Natural language region descriptions
= = = = = = =

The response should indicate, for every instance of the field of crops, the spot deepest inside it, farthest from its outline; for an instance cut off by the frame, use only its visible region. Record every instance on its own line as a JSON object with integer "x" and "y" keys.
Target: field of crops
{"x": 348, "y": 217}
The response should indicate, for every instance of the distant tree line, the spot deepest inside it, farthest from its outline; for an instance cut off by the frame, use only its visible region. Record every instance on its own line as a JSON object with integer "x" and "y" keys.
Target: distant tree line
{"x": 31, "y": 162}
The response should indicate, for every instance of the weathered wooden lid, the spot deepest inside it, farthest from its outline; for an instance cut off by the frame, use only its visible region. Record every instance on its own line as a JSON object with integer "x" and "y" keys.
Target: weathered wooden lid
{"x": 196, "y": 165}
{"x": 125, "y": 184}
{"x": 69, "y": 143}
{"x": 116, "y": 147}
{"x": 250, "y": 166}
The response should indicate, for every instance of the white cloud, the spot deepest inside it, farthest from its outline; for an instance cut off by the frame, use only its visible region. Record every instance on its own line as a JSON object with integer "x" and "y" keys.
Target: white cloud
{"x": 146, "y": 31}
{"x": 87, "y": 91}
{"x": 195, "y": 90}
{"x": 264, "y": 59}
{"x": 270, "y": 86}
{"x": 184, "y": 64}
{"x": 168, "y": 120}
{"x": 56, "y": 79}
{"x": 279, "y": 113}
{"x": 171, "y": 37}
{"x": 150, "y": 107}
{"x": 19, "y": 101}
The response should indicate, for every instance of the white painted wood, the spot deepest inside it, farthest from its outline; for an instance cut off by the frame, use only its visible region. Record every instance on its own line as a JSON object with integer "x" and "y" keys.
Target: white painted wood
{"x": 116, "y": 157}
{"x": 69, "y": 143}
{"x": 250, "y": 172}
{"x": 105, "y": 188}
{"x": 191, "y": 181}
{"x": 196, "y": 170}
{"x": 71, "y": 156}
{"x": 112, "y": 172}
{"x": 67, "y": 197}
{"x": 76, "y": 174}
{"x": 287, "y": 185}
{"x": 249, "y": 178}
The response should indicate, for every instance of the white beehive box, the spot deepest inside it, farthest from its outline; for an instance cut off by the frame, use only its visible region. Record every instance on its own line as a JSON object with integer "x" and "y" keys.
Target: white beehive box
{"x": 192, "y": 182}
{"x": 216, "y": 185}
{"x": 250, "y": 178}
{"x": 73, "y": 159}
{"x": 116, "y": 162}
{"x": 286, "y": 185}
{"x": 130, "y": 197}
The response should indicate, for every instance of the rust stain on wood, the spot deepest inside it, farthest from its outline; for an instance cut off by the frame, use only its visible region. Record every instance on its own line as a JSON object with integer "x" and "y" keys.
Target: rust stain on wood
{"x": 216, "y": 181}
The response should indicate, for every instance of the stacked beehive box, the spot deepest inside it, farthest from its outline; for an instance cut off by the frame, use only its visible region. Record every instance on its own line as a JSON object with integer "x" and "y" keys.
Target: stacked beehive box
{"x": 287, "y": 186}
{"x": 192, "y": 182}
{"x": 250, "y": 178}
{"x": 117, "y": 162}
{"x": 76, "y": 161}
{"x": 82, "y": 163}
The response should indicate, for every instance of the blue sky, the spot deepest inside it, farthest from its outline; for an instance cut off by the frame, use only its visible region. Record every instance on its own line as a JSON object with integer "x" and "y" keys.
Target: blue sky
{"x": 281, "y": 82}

= = = = = = =

_TO DO_. Output the line holding "Target: stacked beehive box", then every later line through the end of the records above, exactly as given and nothing else.

_TASK OUTPUT_.
Target: stacked beehive box
{"x": 287, "y": 186}
{"x": 192, "y": 182}
{"x": 250, "y": 178}
{"x": 117, "y": 162}
{"x": 76, "y": 161}
{"x": 82, "y": 163}
The response should indicate, for every instance of the blue sky, the spot deepest inside it, farthest from its outline; for an instance cut off by the frame, use only its visible region. Record every instance on its own line as a JSON object with integer "x" and "y" keys.
Target: blue sky
{"x": 281, "y": 82}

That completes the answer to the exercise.